>> Start Data to process

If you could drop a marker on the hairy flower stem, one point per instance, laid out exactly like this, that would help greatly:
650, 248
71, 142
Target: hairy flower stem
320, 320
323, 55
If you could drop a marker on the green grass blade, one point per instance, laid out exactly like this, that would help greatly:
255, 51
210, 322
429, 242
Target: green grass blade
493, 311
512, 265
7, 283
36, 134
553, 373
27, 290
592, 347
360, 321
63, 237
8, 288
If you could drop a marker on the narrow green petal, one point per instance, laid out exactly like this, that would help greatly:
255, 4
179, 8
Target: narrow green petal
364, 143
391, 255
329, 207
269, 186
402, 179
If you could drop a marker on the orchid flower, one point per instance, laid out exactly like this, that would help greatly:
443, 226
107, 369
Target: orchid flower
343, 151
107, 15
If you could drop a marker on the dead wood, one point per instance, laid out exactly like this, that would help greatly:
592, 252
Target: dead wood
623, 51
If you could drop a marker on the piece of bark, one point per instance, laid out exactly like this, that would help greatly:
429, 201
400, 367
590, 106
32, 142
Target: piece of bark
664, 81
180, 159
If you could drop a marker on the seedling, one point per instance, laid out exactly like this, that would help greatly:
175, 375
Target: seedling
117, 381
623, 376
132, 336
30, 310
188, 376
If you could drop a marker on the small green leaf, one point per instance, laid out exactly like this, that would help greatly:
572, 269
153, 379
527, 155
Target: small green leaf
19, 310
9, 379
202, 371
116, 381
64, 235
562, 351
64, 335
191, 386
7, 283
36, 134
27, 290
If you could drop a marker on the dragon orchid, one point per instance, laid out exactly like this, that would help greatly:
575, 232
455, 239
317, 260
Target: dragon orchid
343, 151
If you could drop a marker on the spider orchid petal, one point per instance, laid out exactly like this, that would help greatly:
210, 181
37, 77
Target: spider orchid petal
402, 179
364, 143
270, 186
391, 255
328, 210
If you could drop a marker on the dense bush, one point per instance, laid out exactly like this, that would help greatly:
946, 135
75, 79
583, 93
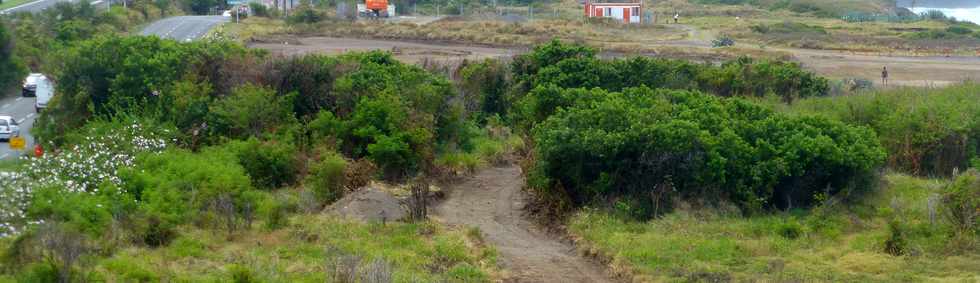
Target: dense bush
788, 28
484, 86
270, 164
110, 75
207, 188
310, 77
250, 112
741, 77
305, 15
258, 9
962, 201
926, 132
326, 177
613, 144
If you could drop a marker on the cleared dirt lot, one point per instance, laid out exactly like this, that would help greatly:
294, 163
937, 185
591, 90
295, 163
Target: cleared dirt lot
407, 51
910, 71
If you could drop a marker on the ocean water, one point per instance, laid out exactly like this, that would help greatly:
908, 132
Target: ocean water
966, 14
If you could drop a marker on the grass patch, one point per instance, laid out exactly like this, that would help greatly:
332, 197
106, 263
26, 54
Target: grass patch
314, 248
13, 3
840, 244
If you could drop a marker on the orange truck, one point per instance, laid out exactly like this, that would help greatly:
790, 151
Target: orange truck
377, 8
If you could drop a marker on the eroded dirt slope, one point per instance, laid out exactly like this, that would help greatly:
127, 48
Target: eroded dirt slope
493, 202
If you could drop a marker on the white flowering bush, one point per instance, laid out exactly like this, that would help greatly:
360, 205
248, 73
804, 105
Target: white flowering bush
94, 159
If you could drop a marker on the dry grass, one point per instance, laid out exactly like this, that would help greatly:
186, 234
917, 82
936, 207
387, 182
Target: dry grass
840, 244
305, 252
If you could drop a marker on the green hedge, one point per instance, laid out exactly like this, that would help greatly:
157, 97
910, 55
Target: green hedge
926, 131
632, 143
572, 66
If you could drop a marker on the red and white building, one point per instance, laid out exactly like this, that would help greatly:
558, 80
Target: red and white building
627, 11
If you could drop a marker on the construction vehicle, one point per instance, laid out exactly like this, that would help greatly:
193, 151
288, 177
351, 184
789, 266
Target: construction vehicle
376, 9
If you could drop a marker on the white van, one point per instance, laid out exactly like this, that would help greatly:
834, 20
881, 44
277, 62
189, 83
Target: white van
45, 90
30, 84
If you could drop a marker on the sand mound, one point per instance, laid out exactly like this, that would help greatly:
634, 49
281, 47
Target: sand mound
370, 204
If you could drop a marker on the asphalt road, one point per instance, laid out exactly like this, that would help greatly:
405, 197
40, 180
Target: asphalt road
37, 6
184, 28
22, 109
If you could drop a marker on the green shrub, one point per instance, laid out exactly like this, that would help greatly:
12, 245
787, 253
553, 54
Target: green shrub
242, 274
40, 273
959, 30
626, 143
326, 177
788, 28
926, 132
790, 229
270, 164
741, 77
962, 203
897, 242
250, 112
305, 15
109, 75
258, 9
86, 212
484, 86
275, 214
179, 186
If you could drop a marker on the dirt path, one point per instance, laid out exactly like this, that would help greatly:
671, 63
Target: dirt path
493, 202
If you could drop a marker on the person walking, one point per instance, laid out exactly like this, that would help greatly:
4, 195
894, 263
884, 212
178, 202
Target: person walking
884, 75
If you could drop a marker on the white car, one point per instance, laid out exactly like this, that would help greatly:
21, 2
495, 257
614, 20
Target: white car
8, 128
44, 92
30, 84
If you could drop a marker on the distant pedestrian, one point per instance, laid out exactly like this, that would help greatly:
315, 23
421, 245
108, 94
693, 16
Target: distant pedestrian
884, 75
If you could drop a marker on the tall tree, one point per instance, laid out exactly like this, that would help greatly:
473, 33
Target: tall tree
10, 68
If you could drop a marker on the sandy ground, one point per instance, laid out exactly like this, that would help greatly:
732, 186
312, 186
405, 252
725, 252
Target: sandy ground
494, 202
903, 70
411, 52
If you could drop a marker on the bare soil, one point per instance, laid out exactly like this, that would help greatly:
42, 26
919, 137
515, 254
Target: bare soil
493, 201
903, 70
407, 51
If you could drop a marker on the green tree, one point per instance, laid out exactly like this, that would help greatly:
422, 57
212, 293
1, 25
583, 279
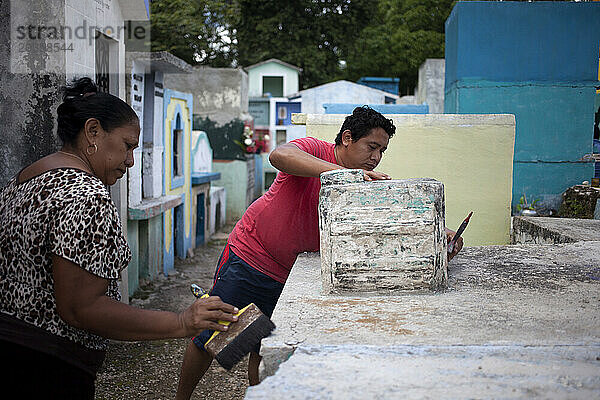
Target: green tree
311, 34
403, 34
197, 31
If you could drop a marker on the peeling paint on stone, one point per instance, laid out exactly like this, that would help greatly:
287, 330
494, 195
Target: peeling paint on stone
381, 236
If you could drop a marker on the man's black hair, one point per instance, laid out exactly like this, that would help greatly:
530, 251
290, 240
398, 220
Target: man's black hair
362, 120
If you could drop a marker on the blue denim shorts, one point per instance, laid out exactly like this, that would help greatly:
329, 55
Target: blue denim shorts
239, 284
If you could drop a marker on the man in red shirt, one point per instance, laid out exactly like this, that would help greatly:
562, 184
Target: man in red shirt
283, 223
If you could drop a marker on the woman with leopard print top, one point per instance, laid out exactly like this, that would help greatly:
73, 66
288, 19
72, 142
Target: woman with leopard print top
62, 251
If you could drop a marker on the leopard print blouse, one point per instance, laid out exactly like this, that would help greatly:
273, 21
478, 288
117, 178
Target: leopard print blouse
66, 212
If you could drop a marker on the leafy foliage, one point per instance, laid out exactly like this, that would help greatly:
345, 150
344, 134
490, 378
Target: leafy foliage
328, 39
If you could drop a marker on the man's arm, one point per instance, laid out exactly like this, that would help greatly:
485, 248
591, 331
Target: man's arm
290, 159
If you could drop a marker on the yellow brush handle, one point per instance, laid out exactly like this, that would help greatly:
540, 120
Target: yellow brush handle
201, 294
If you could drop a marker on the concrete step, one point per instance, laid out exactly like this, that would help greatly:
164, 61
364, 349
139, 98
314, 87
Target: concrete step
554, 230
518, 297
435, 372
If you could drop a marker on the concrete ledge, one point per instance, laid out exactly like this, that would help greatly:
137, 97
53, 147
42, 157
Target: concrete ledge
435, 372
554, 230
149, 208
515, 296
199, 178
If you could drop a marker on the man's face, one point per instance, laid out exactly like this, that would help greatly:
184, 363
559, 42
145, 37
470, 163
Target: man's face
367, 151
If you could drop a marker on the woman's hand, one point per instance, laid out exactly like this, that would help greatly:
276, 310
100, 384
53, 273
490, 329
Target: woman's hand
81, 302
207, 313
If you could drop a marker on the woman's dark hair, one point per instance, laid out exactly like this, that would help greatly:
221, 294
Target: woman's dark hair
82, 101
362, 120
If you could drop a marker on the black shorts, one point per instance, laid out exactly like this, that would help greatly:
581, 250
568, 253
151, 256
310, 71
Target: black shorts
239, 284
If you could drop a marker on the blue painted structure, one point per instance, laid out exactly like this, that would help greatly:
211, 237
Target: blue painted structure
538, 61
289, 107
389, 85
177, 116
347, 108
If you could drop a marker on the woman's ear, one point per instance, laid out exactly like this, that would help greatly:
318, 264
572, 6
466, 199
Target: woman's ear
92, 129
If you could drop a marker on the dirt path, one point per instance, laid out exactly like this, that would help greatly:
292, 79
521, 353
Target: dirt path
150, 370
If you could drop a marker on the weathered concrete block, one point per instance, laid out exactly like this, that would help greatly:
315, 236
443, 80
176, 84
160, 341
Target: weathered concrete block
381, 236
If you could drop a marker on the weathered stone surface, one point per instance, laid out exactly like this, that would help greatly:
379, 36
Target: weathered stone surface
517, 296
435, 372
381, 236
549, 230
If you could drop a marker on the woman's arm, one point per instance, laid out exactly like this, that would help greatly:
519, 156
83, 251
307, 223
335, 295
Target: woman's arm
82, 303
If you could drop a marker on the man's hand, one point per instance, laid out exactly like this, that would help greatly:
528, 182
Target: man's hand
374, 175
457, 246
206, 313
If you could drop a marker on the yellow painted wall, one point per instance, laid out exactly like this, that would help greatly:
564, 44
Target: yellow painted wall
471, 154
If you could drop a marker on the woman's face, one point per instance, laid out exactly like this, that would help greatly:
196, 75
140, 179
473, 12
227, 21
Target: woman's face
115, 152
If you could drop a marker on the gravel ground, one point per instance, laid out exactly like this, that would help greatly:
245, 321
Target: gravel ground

>> End Data to process

* [Your instructions]
Reproduce only the lines from the line containing "If you could drop a marker on the woman's ear, one" to the last line of the material above, both of those lines included.

* [Output for this exercise]
If you could drop a marker on the woman's ear, one point per instance, laid out exactly like this, that would help greatly:
318, 264
572, 6
466, 199
Target: woman's ear
92, 129
If you could drop a marker on the dirt path, one point per instance, laid out exactly like this, that would help greatly:
292, 79
521, 353
Target: dirt path
150, 370
If you could drop a marker on the weathered concrete block, one point per instance, laid out exactly like this, that would help greatly:
315, 236
443, 80
176, 84
160, 341
Target: weathered concrete block
381, 236
If you could drop a marker on the weathered stone surface, one point per instance, laid out exactly like this, that would help greatly:
379, 36
Target: weathered stone surface
517, 296
435, 372
381, 236
549, 230
If you could drop a marker on the woman's arm, one point per instance, laid out exactly like this, that would help greatly:
519, 156
83, 251
307, 223
335, 295
Target: woman's arm
82, 303
If you could drop a marker on the man's hand, one point per instance, laid out exactly like this, that would help greatly:
528, 182
Target: man's hand
374, 175
457, 246
206, 313
If you could drop a marker on the yellow painted wall, one point per instance, laid out exactly like this, that would help greatly:
564, 44
Target: yellow painted wall
471, 154
If you could drop a marker on the woman's face, one point per instance, laid out exactly like this, that would help greatly:
196, 75
140, 179
473, 12
227, 21
Target: woman's face
115, 152
If you could drop a marker on the gravel ground, one point per instance, laid out exactly like this, that would help greatly:
245, 321
Target: gravel ground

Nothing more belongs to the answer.